WHAT YOU NEED TO DO.
In the pull request thread, reproduce word for word the passage between "What type of" and "one is better.", inclusive.

✨Add support for AMD SEV-SNP instances #5598

fangge1212 · 2025-07-23T10:02:34Z

What type of PR is this?
/kind feature

What this PR does / why we need it:
This PR adds support for AMD SEV-SNP instances.

Special notes for your reviewer:

I'm unsure how best to represent AmdSevSNP enablement/disablement in AWSMachineSpec.
Currently, I’ve introduced a cpuOptions struct with a enum type field AmdSevSNP(values: enabled, disabled), which is consistent with AWS's approach.
Alternatively, we could use an enum with values like AmdSevSNP(and TDX in the fugure), which would make it easier to support other confidential computing technologies(I submitted another pr ✨ Add support for AMD SEV-SNP instances #5605). I'm not sure which one is better.
Do we need to check the specified instance type is valid for AmdSevSnp?
Currently, I hard coded the supported instance type list, but it may be a burden to keep the list up-to-date. Perhaps we skip the instance type validation and can rely on the AWS end to fail if a unsupported instance type is used for AmdSevSnp?

Checklist:

Release note:

Add support for AMD SEV-SNP instances

linux-foundation-easycla · 2025-07-23T10:02:41Z

The committers listed above are authorized under a signed CLA.

✅ login: fangge1212 / name: Fangge Jin (bbe6376)

k8s-ci-robot · 2025-07-23T10:02:42Z

[APPROVALNOTIFIER] This PR is NOT APPROVED

This pull-request has been approved by:
Once this PR has been reviewed and has the lgtm label, please assign neolit123 for approval. For more information see the Code Review Process.

The full list of commands accepted by this bot can be found here.

Dataset entries.
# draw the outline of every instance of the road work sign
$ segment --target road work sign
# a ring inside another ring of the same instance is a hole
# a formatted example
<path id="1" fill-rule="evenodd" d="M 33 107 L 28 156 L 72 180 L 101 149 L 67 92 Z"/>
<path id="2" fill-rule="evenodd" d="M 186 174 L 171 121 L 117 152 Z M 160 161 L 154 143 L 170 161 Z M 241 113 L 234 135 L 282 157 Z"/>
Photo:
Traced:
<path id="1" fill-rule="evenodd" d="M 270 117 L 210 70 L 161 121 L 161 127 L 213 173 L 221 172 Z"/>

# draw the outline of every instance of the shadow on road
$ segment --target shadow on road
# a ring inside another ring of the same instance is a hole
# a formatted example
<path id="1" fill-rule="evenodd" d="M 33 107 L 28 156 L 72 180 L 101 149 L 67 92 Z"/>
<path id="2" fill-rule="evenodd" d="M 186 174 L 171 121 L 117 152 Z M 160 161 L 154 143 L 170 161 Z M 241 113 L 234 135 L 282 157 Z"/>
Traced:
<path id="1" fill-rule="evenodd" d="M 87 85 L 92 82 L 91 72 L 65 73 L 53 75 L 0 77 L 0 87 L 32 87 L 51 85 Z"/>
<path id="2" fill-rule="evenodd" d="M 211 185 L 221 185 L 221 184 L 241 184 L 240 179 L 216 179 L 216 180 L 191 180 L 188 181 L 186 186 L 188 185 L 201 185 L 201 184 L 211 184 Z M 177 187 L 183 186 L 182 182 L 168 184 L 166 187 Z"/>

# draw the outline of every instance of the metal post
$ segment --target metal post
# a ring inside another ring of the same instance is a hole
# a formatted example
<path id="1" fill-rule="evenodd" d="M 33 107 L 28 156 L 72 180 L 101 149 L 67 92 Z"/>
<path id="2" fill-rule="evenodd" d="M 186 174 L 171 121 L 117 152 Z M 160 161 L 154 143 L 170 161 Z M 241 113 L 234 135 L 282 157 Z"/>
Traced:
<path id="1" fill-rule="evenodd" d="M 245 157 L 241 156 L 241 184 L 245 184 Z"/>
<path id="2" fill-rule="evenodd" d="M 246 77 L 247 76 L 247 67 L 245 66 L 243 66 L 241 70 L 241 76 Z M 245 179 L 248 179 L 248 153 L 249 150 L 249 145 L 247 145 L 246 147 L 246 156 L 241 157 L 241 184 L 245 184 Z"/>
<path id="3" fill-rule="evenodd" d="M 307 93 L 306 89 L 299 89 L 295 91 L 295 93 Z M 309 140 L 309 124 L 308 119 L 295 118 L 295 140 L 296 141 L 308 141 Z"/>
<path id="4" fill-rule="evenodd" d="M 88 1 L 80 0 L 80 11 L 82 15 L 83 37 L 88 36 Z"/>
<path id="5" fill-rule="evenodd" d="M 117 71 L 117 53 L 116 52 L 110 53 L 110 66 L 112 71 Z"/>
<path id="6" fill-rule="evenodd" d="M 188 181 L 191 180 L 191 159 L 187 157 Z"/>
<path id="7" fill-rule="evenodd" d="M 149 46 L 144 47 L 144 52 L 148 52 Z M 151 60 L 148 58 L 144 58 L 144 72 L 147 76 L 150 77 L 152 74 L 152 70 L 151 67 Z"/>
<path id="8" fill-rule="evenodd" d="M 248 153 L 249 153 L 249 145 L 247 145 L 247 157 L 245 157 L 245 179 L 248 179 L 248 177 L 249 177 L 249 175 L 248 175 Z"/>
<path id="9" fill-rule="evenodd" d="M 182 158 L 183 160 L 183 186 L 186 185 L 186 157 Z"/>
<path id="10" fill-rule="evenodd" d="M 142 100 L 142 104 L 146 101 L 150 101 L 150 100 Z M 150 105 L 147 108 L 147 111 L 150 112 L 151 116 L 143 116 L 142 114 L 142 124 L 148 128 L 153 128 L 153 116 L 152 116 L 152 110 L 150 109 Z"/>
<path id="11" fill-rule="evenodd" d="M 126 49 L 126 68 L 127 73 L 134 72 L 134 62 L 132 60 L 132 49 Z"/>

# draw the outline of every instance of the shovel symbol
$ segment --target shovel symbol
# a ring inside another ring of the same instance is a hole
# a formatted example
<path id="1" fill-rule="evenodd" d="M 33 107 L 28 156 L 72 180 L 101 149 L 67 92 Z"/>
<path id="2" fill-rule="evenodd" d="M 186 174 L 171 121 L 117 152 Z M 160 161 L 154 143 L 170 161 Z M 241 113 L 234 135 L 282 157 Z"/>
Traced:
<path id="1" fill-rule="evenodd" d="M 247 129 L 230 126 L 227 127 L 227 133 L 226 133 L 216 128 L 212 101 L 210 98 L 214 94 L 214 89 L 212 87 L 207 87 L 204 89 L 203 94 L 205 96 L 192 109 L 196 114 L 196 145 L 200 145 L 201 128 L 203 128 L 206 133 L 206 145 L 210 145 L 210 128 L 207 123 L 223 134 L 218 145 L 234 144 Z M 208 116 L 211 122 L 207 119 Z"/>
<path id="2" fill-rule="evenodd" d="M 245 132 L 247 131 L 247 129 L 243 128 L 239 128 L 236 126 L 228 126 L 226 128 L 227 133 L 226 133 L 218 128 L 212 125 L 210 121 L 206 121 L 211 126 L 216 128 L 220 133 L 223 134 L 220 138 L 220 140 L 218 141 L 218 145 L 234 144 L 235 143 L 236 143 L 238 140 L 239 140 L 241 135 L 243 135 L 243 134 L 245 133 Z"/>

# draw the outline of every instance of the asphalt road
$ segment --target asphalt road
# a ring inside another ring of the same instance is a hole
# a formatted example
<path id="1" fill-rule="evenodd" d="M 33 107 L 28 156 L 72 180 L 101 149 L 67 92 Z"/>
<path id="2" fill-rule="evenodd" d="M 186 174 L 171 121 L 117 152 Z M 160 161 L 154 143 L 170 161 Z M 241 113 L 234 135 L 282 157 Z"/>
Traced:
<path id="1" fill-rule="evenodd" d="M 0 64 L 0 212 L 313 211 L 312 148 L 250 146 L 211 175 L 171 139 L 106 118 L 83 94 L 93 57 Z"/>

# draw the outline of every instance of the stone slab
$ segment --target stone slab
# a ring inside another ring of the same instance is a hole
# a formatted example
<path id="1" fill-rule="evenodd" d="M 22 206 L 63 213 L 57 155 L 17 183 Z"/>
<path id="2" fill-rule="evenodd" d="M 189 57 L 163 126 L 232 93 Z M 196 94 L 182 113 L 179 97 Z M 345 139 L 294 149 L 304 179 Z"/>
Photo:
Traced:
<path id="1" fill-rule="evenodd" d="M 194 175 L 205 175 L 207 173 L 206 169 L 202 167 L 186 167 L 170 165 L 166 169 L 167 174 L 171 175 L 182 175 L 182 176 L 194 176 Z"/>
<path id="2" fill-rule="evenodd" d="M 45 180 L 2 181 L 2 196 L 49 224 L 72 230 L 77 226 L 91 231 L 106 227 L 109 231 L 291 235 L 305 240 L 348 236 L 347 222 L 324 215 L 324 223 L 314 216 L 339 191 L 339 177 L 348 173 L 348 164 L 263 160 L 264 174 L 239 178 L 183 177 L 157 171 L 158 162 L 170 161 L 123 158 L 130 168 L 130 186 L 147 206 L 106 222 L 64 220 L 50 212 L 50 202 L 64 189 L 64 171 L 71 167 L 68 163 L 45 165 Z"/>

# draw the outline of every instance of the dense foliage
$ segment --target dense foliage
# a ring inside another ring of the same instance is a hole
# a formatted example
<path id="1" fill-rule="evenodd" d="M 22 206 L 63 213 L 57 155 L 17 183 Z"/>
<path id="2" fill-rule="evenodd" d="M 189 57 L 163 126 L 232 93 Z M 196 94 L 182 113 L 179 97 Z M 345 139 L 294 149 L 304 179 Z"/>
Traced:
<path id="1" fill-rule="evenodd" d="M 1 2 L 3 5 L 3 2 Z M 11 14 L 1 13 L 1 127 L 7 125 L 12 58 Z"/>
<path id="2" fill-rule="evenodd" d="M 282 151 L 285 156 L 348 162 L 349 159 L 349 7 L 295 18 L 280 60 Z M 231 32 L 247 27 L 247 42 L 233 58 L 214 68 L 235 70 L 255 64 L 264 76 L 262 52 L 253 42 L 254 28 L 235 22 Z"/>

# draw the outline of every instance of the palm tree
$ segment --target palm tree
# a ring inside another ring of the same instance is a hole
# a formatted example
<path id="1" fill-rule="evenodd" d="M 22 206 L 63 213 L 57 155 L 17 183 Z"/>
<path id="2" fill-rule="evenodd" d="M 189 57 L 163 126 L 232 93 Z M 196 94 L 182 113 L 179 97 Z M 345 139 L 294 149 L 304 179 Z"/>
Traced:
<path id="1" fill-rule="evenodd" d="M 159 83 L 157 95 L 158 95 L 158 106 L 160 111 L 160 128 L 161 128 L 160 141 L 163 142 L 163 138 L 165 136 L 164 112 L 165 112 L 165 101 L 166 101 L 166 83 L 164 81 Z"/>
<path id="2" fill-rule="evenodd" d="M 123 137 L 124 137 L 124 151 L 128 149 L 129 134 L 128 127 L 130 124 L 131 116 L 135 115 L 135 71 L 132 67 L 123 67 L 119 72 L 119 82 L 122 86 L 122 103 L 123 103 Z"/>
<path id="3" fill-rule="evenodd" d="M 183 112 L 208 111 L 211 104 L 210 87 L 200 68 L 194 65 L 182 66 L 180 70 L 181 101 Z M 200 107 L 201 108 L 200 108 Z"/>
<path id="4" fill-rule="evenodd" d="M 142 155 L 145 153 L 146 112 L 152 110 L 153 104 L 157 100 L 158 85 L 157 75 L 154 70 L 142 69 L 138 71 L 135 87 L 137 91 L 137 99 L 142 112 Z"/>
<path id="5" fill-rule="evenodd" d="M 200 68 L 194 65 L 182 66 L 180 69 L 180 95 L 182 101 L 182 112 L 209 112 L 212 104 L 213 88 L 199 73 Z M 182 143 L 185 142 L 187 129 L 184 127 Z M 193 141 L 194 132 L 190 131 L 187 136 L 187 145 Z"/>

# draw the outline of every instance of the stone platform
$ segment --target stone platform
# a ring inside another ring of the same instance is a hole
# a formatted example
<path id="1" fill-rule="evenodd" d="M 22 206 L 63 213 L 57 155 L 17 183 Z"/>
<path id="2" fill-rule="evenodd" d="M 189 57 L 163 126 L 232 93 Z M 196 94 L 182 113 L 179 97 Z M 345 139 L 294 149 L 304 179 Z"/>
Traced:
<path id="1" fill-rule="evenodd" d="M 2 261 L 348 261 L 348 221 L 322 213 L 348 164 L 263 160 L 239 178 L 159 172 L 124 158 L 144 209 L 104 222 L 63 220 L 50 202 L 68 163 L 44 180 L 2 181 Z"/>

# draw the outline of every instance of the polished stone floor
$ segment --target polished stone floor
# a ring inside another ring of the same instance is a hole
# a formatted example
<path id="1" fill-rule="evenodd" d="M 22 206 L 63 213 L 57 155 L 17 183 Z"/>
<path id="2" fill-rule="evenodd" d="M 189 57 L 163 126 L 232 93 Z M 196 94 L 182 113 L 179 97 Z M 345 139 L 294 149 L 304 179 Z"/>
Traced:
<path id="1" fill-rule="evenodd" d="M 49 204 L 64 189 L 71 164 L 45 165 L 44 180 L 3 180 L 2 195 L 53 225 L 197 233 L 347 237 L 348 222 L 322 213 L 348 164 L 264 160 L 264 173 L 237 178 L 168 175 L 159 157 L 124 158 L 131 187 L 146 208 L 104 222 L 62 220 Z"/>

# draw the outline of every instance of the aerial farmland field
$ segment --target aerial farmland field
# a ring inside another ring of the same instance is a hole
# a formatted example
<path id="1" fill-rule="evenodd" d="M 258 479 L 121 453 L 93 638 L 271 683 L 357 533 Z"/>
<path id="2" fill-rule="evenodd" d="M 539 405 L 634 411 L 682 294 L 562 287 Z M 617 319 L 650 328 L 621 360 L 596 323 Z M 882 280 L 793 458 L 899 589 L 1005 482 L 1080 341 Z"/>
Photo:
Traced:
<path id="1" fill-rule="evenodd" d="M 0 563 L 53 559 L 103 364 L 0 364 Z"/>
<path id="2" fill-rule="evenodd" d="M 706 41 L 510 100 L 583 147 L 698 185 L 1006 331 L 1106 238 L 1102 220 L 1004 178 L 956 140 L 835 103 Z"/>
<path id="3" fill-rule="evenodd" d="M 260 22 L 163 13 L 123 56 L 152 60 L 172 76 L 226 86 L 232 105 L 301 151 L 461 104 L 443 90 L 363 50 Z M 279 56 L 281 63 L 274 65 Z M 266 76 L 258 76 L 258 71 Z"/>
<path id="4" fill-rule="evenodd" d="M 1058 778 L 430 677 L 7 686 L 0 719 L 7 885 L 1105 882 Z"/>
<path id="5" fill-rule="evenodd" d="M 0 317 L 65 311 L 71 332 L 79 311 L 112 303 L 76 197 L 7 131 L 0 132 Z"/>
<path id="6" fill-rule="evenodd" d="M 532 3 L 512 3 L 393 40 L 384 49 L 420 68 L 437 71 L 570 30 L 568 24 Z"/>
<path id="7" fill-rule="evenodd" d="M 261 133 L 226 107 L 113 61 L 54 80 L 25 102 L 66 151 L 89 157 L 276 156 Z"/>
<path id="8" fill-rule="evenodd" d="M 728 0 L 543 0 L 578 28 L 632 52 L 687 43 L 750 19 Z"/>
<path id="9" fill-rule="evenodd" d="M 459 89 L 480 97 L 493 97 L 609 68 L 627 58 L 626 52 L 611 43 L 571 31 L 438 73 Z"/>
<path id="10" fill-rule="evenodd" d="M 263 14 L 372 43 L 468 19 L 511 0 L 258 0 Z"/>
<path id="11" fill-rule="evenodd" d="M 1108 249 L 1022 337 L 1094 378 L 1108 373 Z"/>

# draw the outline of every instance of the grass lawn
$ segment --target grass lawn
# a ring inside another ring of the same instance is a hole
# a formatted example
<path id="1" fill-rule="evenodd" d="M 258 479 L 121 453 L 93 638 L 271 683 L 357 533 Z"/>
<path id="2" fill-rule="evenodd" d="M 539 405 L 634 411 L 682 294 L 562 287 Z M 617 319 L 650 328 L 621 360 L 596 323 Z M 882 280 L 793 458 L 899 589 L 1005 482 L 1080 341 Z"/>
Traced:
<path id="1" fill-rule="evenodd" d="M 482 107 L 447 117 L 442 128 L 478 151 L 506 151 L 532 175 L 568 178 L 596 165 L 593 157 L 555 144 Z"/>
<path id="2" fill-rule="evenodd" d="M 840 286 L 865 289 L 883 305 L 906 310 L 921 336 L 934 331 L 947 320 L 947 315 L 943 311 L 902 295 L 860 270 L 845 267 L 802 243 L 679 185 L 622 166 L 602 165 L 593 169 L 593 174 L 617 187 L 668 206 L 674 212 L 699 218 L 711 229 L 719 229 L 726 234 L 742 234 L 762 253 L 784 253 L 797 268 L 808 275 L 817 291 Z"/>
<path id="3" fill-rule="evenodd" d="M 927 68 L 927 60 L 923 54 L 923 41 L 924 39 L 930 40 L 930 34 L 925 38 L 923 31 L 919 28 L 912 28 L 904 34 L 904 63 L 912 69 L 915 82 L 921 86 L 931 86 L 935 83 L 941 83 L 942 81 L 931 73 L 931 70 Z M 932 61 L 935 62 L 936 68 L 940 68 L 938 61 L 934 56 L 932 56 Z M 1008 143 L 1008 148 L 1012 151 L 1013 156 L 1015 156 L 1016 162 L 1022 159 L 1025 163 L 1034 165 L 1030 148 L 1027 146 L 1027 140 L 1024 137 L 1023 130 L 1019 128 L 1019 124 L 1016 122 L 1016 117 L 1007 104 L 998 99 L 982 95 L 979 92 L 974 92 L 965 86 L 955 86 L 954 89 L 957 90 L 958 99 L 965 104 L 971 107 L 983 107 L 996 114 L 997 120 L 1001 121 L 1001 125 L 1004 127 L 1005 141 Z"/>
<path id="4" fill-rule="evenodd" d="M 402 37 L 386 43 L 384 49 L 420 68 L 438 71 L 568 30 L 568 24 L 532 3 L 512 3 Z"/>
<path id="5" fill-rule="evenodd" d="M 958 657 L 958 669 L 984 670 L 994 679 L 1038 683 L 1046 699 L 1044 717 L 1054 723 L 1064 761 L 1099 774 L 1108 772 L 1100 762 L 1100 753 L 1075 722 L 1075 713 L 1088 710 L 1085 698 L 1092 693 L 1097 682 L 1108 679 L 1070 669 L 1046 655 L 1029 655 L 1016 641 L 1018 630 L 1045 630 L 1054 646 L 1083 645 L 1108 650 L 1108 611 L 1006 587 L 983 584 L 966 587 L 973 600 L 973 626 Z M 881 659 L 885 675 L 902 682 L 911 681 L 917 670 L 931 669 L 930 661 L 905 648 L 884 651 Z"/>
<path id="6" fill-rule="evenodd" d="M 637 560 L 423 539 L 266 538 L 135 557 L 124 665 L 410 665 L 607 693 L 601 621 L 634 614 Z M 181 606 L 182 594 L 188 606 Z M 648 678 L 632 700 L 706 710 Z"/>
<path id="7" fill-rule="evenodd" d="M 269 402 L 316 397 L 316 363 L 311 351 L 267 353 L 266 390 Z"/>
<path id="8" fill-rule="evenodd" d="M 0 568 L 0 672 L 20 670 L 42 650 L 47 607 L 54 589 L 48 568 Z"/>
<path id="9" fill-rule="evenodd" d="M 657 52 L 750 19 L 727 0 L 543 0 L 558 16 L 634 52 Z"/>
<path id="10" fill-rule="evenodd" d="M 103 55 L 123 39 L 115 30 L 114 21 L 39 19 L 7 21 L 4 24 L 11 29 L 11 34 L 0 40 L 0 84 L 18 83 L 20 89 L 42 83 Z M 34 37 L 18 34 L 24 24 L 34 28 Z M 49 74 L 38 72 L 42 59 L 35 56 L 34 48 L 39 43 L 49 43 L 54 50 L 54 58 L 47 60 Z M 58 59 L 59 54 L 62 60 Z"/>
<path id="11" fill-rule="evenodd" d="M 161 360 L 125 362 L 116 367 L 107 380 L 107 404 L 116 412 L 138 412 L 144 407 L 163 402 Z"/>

THE REPLY.
What type of PR is this?
/kind feature

What this PR does / why we need it:
This PR adds support for AMD SEV-SNP instances.

Special notes for your reviewer:

I'm unsure how best to represent AmdSevSNP enablement/disablement in AWSMachineSpec.
Currently, I’ve introduced a cpuOptions struct with a enum type field AmdSevSNP(values: enabled, disabled), which is consistent with AWS's approach.
Alternatively, we could use an enum with values like AmdSevSNP(and TDX in the fugure), which would make it easier to support other confidential computing technologies(I submitted another pr ✨ Add support for AMD SEV-SNP instances #5605). I'm not sure which one is better.